EXTRACT PROVIDED:
● ● ● ● ●

ICYMI: Rep. Blunt Rochester Highlights Investments for Children, Resources for Seniors, and Maternal Health in Delaware
Washington,
May 9, 2024
|
Victoria Panzera
(302-753-7684)
In case you missed it, last week, Rep. Lisa Blunt Rochester (D-Del.) highlighted investments for children, resources for seniors, and maternal health in Delaware. Blunt Rochester hosted Deputy Secretary of Agriculture Xochitl Torres Small at Lewes Elementary School to highlight critical investments in increasing healthy food options for children in Delaware. Blunt Rochester and Torres Small also stopped by Blunt Rochester’s Senior Constituent Resource Fair at the Lewes Senior Activity Center. This was the second resource fair the Congresswoman has hosted, and over 20 federal and state agencies and local organizations were in attendance to assist seniors in Delaware. Additionally, Blunt Rochester joined the U.S. Department of Health and Human Services for the M.O.M.S. (Maternal Outcomes Matter Shower) Tour in Wilmington, a community baby shower that connects moms and their families with community organizations and resources in areas with high maternal mortality rates.
Read or watch more about these community-focused events in WBOC, 6abc, WRDE, and Delaware Public Media.

● ● ● ● ●

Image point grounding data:

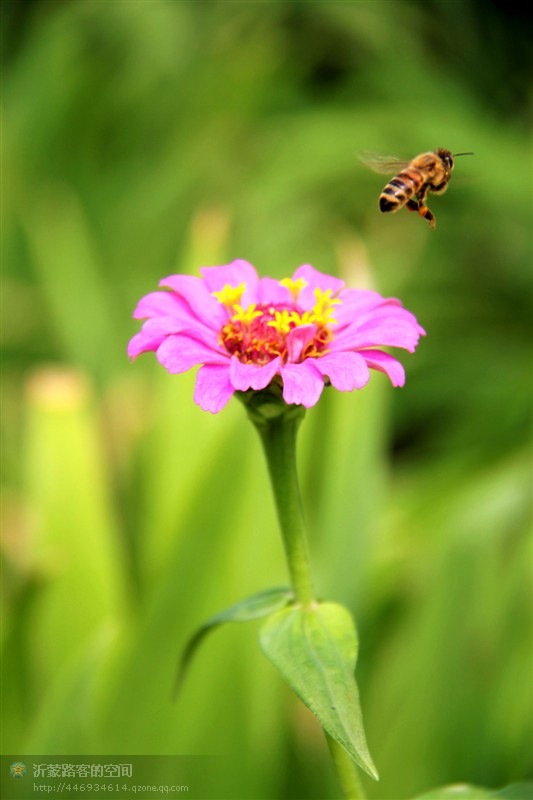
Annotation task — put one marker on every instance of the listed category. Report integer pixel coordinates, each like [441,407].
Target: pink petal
[143,343]
[178,353]
[239,271]
[346,371]
[160,304]
[357,302]
[252,376]
[213,389]
[387,364]
[270,290]
[385,328]
[297,340]
[198,297]
[302,383]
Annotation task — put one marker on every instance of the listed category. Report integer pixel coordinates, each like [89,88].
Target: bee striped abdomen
[400,189]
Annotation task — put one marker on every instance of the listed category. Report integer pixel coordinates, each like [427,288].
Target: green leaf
[315,649]
[517,791]
[456,792]
[255,607]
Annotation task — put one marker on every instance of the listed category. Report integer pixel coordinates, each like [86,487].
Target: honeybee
[415,179]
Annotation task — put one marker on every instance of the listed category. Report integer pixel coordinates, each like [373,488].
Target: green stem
[278,425]
[347,772]
[278,436]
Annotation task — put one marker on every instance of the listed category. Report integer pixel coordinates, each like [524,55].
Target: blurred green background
[146,137]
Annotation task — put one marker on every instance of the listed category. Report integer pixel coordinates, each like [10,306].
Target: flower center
[258,334]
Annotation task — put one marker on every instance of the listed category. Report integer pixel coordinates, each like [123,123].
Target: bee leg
[427,214]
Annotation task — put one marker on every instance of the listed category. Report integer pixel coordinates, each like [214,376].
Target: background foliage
[144,138]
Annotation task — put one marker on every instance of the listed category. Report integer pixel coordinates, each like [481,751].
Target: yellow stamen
[245,314]
[230,296]
[294,287]
[282,321]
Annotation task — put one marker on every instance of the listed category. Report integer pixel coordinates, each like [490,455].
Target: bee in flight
[428,172]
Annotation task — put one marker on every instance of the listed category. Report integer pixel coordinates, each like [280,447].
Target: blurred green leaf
[517,791]
[258,605]
[315,650]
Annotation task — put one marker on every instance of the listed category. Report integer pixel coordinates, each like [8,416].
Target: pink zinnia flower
[245,332]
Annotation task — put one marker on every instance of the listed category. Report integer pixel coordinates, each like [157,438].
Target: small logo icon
[17,769]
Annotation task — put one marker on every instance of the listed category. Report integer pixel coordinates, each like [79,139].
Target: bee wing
[385,165]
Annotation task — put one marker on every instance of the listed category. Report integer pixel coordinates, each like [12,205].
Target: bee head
[446,158]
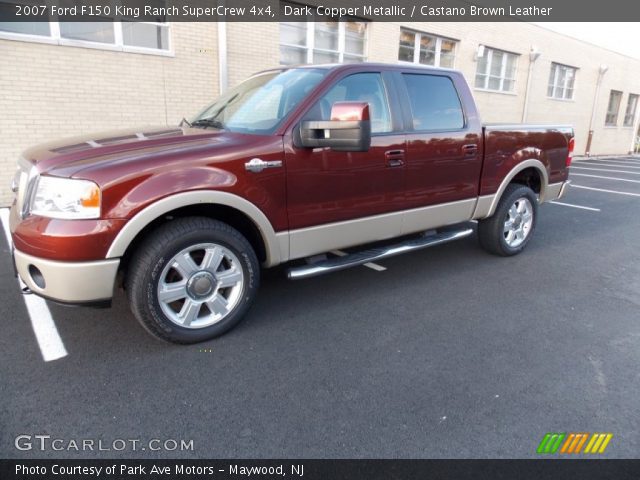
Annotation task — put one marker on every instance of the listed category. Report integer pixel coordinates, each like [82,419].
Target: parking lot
[447,352]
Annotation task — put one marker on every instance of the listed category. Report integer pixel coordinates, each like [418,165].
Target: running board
[374,254]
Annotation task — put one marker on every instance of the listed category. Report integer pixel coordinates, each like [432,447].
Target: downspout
[533,56]
[223,74]
[636,131]
[603,69]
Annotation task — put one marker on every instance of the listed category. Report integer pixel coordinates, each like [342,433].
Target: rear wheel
[510,228]
[192,279]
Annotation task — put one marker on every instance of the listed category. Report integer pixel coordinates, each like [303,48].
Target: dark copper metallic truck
[291,164]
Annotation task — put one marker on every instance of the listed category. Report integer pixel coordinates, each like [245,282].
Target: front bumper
[68,282]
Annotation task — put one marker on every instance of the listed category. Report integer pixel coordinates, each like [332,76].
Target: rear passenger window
[434,102]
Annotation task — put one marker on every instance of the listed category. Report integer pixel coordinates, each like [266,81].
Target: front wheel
[192,279]
[510,228]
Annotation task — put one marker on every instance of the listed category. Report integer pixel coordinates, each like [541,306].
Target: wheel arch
[529,165]
[207,203]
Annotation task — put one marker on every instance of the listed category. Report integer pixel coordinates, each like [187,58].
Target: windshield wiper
[208,122]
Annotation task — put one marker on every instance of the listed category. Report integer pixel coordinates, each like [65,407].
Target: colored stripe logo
[573,443]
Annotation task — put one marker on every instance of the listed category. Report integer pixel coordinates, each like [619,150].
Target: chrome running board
[374,254]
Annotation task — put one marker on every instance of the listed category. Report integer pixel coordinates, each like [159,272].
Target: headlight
[66,198]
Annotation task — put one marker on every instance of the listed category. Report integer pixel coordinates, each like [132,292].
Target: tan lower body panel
[323,238]
[73,282]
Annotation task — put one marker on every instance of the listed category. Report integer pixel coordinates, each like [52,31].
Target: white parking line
[47,335]
[608,164]
[573,185]
[373,266]
[606,170]
[605,178]
[575,206]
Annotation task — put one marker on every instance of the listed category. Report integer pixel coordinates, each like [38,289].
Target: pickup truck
[291,164]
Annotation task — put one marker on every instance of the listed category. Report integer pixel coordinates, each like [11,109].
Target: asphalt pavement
[449,352]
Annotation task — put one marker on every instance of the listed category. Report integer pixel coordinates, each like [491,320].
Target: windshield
[259,104]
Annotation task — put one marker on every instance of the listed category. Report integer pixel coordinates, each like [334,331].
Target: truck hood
[70,156]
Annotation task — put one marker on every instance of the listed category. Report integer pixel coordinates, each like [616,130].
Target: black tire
[491,232]
[168,243]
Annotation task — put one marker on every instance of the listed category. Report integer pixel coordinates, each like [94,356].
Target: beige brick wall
[623,75]
[50,91]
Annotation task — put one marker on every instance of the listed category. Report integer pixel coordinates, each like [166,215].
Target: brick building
[61,79]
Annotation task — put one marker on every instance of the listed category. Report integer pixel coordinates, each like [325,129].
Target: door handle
[469,150]
[395,158]
[256,165]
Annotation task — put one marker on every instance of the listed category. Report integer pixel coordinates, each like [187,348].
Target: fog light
[36,276]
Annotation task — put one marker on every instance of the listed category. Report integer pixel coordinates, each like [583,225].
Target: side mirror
[349,129]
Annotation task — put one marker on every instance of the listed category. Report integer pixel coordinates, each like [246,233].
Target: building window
[496,70]
[141,37]
[611,119]
[630,113]
[561,80]
[322,42]
[426,49]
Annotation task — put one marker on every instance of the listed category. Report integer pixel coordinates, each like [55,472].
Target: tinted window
[434,102]
[360,87]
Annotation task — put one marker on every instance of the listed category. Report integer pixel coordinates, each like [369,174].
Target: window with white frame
[427,49]
[126,36]
[611,120]
[561,81]
[630,113]
[322,42]
[496,70]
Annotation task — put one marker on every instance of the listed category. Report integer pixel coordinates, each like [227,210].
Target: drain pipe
[534,54]
[223,74]
[603,69]
[636,132]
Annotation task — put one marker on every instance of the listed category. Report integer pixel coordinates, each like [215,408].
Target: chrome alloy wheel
[200,285]
[518,224]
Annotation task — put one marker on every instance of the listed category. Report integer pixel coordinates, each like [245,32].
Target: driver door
[325,187]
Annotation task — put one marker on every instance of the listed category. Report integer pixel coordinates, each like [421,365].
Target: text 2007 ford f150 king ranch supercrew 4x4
[290,164]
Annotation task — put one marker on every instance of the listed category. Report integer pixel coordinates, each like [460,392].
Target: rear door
[444,156]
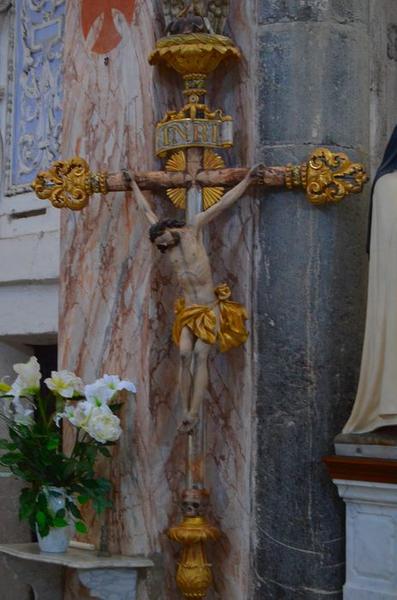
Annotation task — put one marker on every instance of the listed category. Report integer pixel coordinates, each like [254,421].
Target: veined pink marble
[117,297]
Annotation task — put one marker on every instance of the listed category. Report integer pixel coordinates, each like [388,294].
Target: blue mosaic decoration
[36,115]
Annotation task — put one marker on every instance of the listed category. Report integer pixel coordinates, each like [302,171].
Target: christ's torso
[192,267]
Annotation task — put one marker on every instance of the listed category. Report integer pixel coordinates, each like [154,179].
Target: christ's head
[163,234]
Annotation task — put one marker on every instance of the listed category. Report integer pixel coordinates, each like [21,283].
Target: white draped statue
[376,401]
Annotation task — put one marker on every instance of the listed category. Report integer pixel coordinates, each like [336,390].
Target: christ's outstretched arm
[227,200]
[142,202]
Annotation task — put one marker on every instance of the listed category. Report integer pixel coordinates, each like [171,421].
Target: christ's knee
[201,352]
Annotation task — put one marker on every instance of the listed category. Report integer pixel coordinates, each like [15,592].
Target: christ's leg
[185,368]
[200,384]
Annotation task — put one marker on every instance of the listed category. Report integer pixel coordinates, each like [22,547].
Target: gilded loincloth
[202,320]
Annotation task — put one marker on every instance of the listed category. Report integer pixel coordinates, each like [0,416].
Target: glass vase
[58,538]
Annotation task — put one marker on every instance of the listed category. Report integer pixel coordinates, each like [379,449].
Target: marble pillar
[117,292]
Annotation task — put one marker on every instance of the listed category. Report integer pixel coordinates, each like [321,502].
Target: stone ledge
[75,558]
[106,578]
[361,469]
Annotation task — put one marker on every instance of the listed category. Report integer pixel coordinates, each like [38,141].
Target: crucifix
[196,181]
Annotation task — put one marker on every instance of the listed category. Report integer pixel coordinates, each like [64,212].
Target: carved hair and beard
[158,229]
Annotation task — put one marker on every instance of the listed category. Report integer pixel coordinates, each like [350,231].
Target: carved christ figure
[204,315]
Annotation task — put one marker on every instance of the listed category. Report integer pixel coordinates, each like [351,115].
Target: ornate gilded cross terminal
[195,179]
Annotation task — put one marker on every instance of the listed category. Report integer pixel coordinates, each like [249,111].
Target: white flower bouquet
[34,451]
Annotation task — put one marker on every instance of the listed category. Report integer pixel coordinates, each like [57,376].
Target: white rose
[103,425]
[64,383]
[77,414]
[28,380]
[98,393]
[22,411]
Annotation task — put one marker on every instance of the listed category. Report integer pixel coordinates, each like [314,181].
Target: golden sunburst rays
[212,195]
[177,164]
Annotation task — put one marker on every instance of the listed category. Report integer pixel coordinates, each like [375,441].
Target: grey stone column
[313,91]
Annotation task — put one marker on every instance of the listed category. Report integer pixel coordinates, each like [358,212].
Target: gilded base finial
[194,574]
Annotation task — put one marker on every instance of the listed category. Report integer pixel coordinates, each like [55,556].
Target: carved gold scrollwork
[327,177]
[69,184]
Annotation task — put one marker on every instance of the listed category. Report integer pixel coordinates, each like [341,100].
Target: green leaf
[83,499]
[7,445]
[74,510]
[81,527]
[53,443]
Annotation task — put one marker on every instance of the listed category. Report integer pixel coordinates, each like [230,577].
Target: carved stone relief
[34,85]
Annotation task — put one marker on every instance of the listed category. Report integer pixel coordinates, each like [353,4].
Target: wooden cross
[326,178]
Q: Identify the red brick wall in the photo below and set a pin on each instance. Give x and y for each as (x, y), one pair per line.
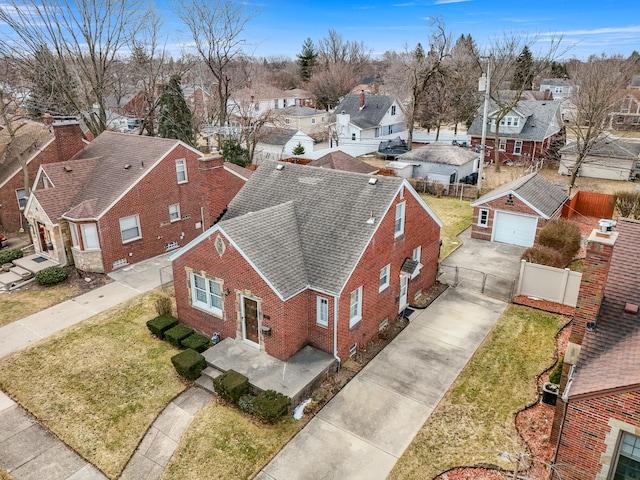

● ● ● ● ●

ACTIVITIES:
[1] Retype everything in the press release from "ICYMI: Rep. Blunt" down to "(302-753-7684)".
[2] According to the press release, what does the abbreviation M.O.M.S. stand for?
[3] List every news outlet that the press release names as a place to read or watch more about the events.

ANSWERS BELOW:
[1]
ICYMI: Rep. Blunt Rochester Highlights Investments for Children, Resources for Seniors, and Maternal Health in Delaware
Washington,
May 9, 2024
|
Victoria Panzera
(302-753-7684)

[2] Maternal Outcomes Matter Shower

[3] WBOC, 6abc, WRDE, Delaware Public Media